REQUIREMENTS >>
Lay out every line of the material below as a numbered list, skipping any blank lines. Leave the picture out of your answer.

Dataset records on where objects are located
┌──

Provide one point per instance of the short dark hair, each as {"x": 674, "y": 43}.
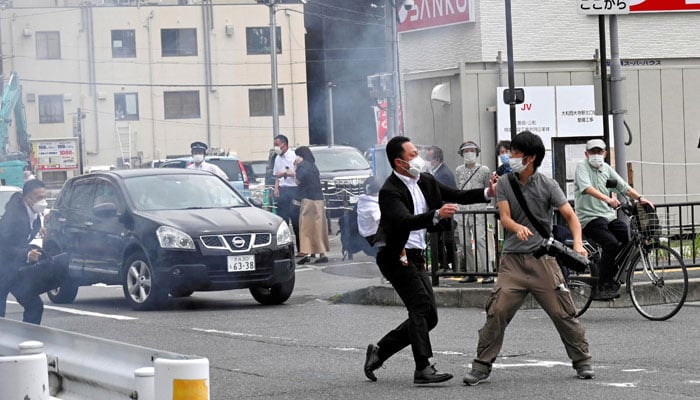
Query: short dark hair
{"x": 31, "y": 185}
{"x": 502, "y": 143}
{"x": 437, "y": 152}
{"x": 282, "y": 139}
{"x": 531, "y": 145}
{"x": 394, "y": 149}
{"x": 305, "y": 153}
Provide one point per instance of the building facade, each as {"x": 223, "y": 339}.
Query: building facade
{"x": 554, "y": 46}
{"x": 139, "y": 81}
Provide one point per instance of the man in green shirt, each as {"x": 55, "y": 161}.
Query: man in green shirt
{"x": 595, "y": 208}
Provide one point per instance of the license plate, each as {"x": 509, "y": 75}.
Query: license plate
{"x": 241, "y": 263}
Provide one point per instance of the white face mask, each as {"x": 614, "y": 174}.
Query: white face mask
{"x": 516, "y": 164}
{"x": 415, "y": 166}
{"x": 596, "y": 160}
{"x": 469, "y": 157}
{"x": 40, "y": 206}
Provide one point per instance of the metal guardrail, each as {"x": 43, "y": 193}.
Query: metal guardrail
{"x": 679, "y": 225}
{"x": 86, "y": 367}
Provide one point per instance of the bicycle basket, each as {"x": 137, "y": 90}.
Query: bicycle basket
{"x": 648, "y": 221}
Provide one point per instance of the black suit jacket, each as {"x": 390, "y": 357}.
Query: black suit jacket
{"x": 15, "y": 236}
{"x": 398, "y": 220}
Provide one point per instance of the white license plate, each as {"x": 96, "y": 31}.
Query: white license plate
{"x": 241, "y": 263}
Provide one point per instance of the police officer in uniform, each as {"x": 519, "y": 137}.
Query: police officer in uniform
{"x": 199, "y": 150}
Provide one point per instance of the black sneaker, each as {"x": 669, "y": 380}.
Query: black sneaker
{"x": 430, "y": 375}
{"x": 473, "y": 377}
{"x": 585, "y": 372}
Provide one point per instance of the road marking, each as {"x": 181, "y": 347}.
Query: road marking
{"x": 87, "y": 313}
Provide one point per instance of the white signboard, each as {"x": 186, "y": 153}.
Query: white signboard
{"x": 576, "y": 112}
{"x": 603, "y": 7}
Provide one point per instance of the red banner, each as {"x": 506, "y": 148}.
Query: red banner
{"x": 639, "y": 6}
{"x": 427, "y": 14}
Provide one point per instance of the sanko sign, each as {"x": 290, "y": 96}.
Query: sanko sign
{"x": 639, "y": 6}
{"x": 427, "y": 14}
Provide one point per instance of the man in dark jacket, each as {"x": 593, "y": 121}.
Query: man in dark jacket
{"x": 412, "y": 203}
{"x": 18, "y": 226}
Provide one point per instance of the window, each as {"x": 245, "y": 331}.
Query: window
{"x": 179, "y": 105}
{"x": 260, "y": 102}
{"x": 178, "y": 42}
{"x": 48, "y": 45}
{"x": 51, "y": 109}
{"x": 126, "y": 106}
{"x": 258, "y": 40}
{"x": 123, "y": 43}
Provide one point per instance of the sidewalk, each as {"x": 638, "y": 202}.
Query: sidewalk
{"x": 450, "y": 293}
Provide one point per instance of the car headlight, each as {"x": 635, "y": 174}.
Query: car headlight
{"x": 284, "y": 236}
{"x": 171, "y": 238}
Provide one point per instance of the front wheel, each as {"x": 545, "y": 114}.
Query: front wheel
{"x": 277, "y": 294}
{"x": 658, "y": 282}
{"x": 141, "y": 288}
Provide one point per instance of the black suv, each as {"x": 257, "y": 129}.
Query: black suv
{"x": 167, "y": 231}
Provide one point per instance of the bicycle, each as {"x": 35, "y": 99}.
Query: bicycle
{"x": 655, "y": 276}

└──

ANSWER TO THE PROBLEM >>
1. Provide one point per instance of the short dark hair, each as {"x": 674, "y": 43}.
2. Query: short dark hair
3. {"x": 31, "y": 185}
4. {"x": 502, "y": 143}
5. {"x": 437, "y": 152}
6. {"x": 282, "y": 139}
7. {"x": 531, "y": 145}
8. {"x": 394, "y": 149}
9. {"x": 305, "y": 153}
10. Provide one point per instance of the building facade, each as {"x": 223, "y": 339}.
11. Query: building facade
12. {"x": 554, "y": 46}
13. {"x": 139, "y": 81}
14. Provide one point per instance of the man in green shirt, each as {"x": 55, "y": 161}.
15. Query: man in green shirt
16. {"x": 595, "y": 208}
17. Provide one point per instance of the license plate, each as {"x": 509, "y": 75}.
18. Query: license plate
19. {"x": 241, "y": 263}
20. Provide one point per instance of the white face mask, each as {"x": 614, "y": 174}.
21. Query: white face mask
22. {"x": 516, "y": 164}
23. {"x": 415, "y": 166}
24. {"x": 596, "y": 160}
25. {"x": 469, "y": 157}
26. {"x": 40, "y": 206}
27. Provide one point per instance of the metal guardrail, each as {"x": 43, "y": 193}.
28. Query: metal guardrail
29. {"x": 679, "y": 225}
30. {"x": 86, "y": 367}
31. Provide one point per instance of the bicycle basket, each as {"x": 137, "y": 90}.
32. Query: bicycle basket
33. {"x": 648, "y": 221}
34. Provide one point per instance of the black suit jacket, each as {"x": 390, "y": 357}.
35. Query: black suit jacket
36. {"x": 15, "y": 236}
37. {"x": 398, "y": 220}
38. Provide one point per instance of the white license plate, each as {"x": 96, "y": 31}.
39. Query: white license plate
40. {"x": 241, "y": 263}
41. Provide one point per instance of the police officer in uniform, each as {"x": 519, "y": 137}.
42. Query: police officer in uniform
43. {"x": 199, "y": 150}
44. Provide one point per instance of the black sneaker, each as {"x": 669, "y": 380}.
45. Query: black sneaker
46. {"x": 430, "y": 375}
47. {"x": 473, "y": 377}
48. {"x": 585, "y": 372}
49. Provide one point per instance of the road marking, each as {"x": 181, "y": 347}.
50. Query: road marking
51. {"x": 87, "y": 313}
52. Provide one point per instance of the white signboard, each as {"x": 186, "y": 153}.
53. Query: white signboard
54. {"x": 576, "y": 112}
55. {"x": 603, "y": 7}
56. Provide one point per instance of the red banner, each as {"x": 506, "y": 148}.
57. Query: red banner
58. {"x": 639, "y": 6}
59. {"x": 427, "y": 14}
60. Provide one point per instance of the sanko sign, each as {"x": 290, "y": 96}.
61. Query: sanko sign
62. {"x": 639, "y": 6}
63. {"x": 427, "y": 14}
64. Provide one point per instance of the man in dark jacket, each as {"x": 593, "y": 121}.
65. Query: man in dark jacket
66. {"x": 412, "y": 203}
67. {"x": 18, "y": 226}
68. Provide one point per instance of the window, each as {"x": 245, "y": 331}.
69. Query: window
70. {"x": 179, "y": 105}
71. {"x": 260, "y": 102}
72. {"x": 178, "y": 42}
73. {"x": 48, "y": 45}
74. {"x": 51, "y": 109}
75. {"x": 126, "y": 106}
76. {"x": 258, "y": 40}
77. {"x": 123, "y": 43}
78. Provide one point per instance of the sidewalk, each as {"x": 638, "y": 202}.
79. Query: sidewalk
80. {"x": 450, "y": 293}
81. Provide one point per instance of the car headlight, each as {"x": 635, "y": 174}.
82. Query: car headlight
83. {"x": 284, "y": 236}
84. {"x": 171, "y": 238}
85. Provide one point per instance of the front wheel, each as {"x": 545, "y": 114}.
86. Query: front wheel
87. {"x": 277, "y": 294}
88. {"x": 658, "y": 282}
89. {"x": 141, "y": 288}
90. Provide one point per instance of the black suv, each as {"x": 257, "y": 129}.
91. Query: black suv
92. {"x": 167, "y": 231}
93. Provide one point per instance of the bicycle, each as {"x": 35, "y": 99}.
94. Query: bicycle
95. {"x": 655, "y": 276}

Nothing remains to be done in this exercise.